§ Given request
Revise the material that follows by replacing each occurrence of "Pick out" with "Mark". Leave everything else unchanged.

[Some records]
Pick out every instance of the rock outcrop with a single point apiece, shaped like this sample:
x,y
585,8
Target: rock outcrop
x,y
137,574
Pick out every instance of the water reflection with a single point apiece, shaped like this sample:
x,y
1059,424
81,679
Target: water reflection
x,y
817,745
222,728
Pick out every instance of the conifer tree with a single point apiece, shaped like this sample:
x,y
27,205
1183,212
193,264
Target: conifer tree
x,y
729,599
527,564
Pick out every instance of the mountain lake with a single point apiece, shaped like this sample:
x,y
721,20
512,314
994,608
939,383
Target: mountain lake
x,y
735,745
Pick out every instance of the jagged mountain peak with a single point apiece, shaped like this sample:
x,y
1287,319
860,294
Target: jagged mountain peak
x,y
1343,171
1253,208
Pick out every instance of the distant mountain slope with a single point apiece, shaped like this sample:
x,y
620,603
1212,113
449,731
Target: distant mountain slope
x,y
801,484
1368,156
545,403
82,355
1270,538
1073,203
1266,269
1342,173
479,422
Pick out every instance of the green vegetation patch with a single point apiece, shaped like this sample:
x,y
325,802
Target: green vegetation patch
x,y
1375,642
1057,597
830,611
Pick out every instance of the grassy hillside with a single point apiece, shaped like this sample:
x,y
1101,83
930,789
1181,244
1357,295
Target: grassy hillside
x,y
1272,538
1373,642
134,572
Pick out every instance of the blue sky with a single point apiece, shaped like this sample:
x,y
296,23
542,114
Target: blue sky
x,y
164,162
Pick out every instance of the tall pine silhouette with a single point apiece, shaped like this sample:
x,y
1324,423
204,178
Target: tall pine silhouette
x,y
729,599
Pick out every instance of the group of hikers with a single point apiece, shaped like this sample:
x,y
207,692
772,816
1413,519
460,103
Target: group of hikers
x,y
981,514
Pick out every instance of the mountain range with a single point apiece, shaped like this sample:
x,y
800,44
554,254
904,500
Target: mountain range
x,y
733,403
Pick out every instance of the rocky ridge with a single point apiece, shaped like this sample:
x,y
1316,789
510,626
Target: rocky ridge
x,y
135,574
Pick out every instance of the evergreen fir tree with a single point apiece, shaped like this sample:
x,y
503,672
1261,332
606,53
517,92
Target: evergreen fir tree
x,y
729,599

§ Task solution
Mark every instance of the rock outcrop with a single point apiece, shaped like this sample:
x,y
585,8
Target: rock outcrop
x,y
137,574
Mark every instance of the water reflection with a single point apiece, shaped like this sample:
x,y
1059,424
81,679
Target: water reflection
x,y
817,745
222,728
Mark every instance of the conifer tree with a single point apiece, shaped like this sample:
x,y
27,205
1183,212
193,264
Target: conifer tree
x,y
729,599
527,564
Mark every instance of the mountain lake with a single point apiece, shaped like this sample:
x,y
721,20
512,314
994,608
939,383
Target: mountain lake
x,y
735,745
Mark every instance of the jagged mountain peak with a single point apiece, shaped like this sample:
x,y
1287,319
860,294
Target: jagged mountain peak
x,y
1343,171
1253,208
Mark every instance of the distant mountain slope with a single point apiece, shaped like this sample:
x,y
620,603
1212,113
449,731
Target: distant mountain slope
x,y
801,484
1368,156
545,403
82,355
1270,538
1073,203
1266,269
1342,173
479,422
Mark every instance of the green vegetation patch with a single point apiece, shaped like this sample:
x,y
325,802
Target: green vegetation patch
x,y
1375,642
1057,597
830,611
Mark every instance of the grassy hillside with a single point apiece, shaped like this sample:
x,y
1101,83
930,789
1181,244
1357,295
Target: grassy hillside
x,y
1272,538
1373,642
134,572
Mark every instance of the blue sky with a single point apiece, shaped like this sample:
x,y
296,23
542,114
Target: blue sky
x,y
164,162
Mark every instance of the tall pine silhouette with a single point apiece, shaped like this sample:
x,y
1324,423
204,178
Target: tall pine silhouette
x,y
729,599
Mark every instance of the group of hikers with a single point apiece, shaped like this sample:
x,y
207,692
772,816
1413,519
460,103
Target: group of hikers
x,y
981,514
Mark every instance of the mountain range with a single point apiece, shaped like this sample:
x,y
800,44
554,254
904,500
Target: mountain range
x,y
733,403
Mark every instance of the rocky ridge with a single point apiece, shaped like this sample:
x,y
1316,789
510,626
Target: rocky ridge
x,y
135,574
Mark every instance of the evergreen fir tree with a single point apiece, shaped like this sample:
x,y
503,672
1261,332
606,53
517,92
Target: evergreen fir tree
x,y
729,599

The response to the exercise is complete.